#### Work required
In the records below, find the line containing "of the cross", then extract that line and all subsequent lines exactly, leaving out everything else.

#### Data for this exercise
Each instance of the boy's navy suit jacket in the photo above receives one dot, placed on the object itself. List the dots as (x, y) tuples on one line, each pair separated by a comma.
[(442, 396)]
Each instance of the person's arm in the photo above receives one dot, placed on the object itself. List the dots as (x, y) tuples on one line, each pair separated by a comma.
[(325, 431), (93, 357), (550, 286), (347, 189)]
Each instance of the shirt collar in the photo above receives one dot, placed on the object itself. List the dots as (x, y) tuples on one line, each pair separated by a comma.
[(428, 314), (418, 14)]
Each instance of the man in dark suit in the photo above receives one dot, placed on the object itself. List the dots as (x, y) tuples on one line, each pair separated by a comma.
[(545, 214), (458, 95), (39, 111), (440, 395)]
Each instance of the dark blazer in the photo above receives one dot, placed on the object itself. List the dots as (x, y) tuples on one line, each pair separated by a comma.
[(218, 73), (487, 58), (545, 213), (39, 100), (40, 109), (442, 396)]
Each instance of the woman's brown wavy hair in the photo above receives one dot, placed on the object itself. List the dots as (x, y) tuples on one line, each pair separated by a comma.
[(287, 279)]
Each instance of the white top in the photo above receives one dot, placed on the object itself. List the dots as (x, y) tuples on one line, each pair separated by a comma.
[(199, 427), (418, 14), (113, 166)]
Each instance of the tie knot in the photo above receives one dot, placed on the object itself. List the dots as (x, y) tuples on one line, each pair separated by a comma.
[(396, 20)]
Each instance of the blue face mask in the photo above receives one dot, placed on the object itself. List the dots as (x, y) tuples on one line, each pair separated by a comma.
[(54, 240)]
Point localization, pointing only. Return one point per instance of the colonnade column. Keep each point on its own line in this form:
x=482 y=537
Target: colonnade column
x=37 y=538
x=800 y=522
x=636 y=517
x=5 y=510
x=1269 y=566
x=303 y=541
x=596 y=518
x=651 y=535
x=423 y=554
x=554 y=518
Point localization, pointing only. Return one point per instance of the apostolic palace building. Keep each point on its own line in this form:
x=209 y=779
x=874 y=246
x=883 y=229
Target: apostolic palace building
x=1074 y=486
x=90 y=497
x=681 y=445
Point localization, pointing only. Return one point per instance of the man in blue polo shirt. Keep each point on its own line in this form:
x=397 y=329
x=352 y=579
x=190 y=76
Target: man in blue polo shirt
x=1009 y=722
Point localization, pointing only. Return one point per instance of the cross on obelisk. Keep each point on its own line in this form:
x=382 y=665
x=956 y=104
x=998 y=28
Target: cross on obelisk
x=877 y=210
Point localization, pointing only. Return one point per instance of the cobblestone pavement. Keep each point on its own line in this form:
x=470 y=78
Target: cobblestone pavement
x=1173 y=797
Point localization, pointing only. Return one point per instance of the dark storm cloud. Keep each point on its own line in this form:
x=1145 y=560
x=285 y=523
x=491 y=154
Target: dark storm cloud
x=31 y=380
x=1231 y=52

#### Final answer
Point localization, pointing only. Return one point per instance of the cross on obelisk. Keep each point on its own line in this form:
x=382 y=665
x=956 y=104
x=998 y=28
Target: cross on obelisk
x=877 y=210
Point localization, pointing only. Return one point per instance of the cobblestone pavement. Keep each point on its own line in this form:
x=470 y=78
Target: cobblestone pavement
x=1173 y=797
Point localization, pointing only. Return one point per instance of the dark storm cloud. Keep each point on its own line in this form:
x=1145 y=560
x=285 y=523
x=491 y=154
Target: dark storm cloud
x=31 y=380
x=1231 y=52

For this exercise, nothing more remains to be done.